## Task:
Rewrite only the lines starting at the one containing "Practice. Pick out the sidewalk" and ending at the end of the material, requests included. Decrease every answer coordinate by 129.

## Position annotation material:

________________________________________

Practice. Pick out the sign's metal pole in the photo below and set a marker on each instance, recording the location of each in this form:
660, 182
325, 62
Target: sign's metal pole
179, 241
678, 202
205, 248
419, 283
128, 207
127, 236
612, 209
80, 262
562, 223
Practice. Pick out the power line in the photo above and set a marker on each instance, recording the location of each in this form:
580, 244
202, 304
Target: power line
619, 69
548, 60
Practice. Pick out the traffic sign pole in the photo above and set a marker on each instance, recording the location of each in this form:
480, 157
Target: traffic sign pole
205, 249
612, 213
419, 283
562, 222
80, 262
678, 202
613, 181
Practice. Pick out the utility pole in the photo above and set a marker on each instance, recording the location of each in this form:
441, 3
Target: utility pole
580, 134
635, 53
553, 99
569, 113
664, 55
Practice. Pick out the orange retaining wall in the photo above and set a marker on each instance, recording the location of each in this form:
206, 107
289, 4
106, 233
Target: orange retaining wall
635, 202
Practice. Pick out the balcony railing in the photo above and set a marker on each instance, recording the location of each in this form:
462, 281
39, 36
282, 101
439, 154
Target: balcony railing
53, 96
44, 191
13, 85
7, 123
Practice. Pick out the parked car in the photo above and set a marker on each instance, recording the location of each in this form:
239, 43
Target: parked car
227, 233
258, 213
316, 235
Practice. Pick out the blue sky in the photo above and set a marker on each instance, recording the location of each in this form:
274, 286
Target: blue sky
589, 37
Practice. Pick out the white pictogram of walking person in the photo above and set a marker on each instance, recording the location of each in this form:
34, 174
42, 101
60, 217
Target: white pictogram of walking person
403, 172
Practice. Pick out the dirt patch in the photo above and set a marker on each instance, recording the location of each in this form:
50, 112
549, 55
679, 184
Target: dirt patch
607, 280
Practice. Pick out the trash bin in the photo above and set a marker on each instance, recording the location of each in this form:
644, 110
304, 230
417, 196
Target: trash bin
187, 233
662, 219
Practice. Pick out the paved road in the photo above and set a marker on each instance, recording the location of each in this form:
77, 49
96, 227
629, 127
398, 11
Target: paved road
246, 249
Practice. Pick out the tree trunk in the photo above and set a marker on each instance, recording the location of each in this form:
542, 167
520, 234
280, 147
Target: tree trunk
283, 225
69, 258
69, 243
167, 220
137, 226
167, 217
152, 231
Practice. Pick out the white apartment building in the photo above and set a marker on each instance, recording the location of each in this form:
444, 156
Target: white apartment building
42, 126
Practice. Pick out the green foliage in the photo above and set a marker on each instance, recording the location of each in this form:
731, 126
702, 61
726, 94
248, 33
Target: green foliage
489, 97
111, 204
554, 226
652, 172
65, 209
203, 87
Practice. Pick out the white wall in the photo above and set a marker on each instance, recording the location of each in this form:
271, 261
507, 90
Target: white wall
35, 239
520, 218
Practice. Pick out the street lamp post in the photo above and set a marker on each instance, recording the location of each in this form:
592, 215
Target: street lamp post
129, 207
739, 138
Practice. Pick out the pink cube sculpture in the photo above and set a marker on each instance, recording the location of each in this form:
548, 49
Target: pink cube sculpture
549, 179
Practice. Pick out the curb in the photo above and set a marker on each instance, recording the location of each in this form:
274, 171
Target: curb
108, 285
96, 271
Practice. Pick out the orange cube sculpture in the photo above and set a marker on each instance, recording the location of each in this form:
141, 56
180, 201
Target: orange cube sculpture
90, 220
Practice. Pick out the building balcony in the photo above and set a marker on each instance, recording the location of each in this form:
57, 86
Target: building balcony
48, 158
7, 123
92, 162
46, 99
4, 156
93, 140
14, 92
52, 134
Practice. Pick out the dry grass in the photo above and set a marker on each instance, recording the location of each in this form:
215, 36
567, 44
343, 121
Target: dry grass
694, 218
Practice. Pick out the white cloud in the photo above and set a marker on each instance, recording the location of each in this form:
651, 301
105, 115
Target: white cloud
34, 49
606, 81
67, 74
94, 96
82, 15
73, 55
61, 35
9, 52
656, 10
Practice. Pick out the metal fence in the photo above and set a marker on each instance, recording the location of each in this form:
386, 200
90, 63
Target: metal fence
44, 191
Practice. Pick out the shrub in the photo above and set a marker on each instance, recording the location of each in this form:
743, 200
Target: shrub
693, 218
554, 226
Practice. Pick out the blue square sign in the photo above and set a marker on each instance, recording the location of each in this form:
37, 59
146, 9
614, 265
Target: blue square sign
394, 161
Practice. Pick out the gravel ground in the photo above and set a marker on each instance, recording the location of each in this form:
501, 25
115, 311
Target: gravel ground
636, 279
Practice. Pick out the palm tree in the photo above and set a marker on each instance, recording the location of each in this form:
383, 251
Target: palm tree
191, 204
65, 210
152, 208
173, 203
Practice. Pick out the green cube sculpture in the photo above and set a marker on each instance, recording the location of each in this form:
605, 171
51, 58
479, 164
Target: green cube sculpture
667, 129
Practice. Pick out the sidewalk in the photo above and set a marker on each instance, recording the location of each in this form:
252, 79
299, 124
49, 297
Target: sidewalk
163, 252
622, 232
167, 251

________________________________________

## Output below:
Practice. Pick out the sidewalk in the photo above and set a marker on each instance, recording the location of each in this form:
252, 79
299, 124
49, 297
Target: sidewalk
34, 123
493, 103
38, 122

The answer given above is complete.